> SET TASK
Extract every line of the entries below, from the line containing "Put one point on every instance of the hand" down to the end of the entries, and reproduce them word for word.
==== PROVIDED RECORDS
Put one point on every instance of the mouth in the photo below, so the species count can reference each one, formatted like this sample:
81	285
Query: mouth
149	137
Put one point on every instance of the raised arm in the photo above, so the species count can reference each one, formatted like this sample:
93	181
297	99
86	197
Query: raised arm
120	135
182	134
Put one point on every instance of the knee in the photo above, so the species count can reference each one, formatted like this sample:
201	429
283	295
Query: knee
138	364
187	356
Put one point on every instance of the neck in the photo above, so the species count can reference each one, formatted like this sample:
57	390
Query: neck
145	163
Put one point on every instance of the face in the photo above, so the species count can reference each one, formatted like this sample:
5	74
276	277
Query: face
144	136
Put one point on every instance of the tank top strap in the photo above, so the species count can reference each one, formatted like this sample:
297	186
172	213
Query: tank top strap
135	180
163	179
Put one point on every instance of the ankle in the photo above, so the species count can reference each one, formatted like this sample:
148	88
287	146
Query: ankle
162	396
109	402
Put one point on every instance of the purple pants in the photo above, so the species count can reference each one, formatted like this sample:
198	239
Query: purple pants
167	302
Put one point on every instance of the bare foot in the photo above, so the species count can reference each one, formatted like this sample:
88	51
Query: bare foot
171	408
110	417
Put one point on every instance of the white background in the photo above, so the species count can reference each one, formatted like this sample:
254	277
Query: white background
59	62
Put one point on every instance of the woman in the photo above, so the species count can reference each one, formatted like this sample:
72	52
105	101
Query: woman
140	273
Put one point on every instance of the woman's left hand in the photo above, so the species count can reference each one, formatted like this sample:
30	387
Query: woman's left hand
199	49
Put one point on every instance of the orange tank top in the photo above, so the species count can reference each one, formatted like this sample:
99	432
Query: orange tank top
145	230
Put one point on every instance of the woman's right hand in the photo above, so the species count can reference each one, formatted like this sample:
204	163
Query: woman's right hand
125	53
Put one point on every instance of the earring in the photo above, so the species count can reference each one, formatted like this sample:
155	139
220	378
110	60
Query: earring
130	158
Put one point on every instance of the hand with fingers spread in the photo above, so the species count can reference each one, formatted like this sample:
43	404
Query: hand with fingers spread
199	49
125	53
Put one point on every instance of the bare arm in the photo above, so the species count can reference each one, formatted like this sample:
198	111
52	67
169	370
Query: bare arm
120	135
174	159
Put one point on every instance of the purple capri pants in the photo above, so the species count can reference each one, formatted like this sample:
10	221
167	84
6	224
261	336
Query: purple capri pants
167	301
========
> RESULT OF THE EXERCISE
Put one point on every instance of the hand with fingers spread in the photo above, so the species count can reference each one, formatted like this sample:
43	404
Query: hand with fingers spread
199	49
125	53
Put one point on every instance of the bare arm in the photo above, so the species count can reference each one, formatted like this sample:
198	111
52	67
169	370
Query: bare arm
120	135
174	159
Put one point on every instance of the purple capri pants in the photo above, so the species count can reference each one, formatted like this sample:
10	221
167	84
6	224
261	336
Query: purple capri pants
167	301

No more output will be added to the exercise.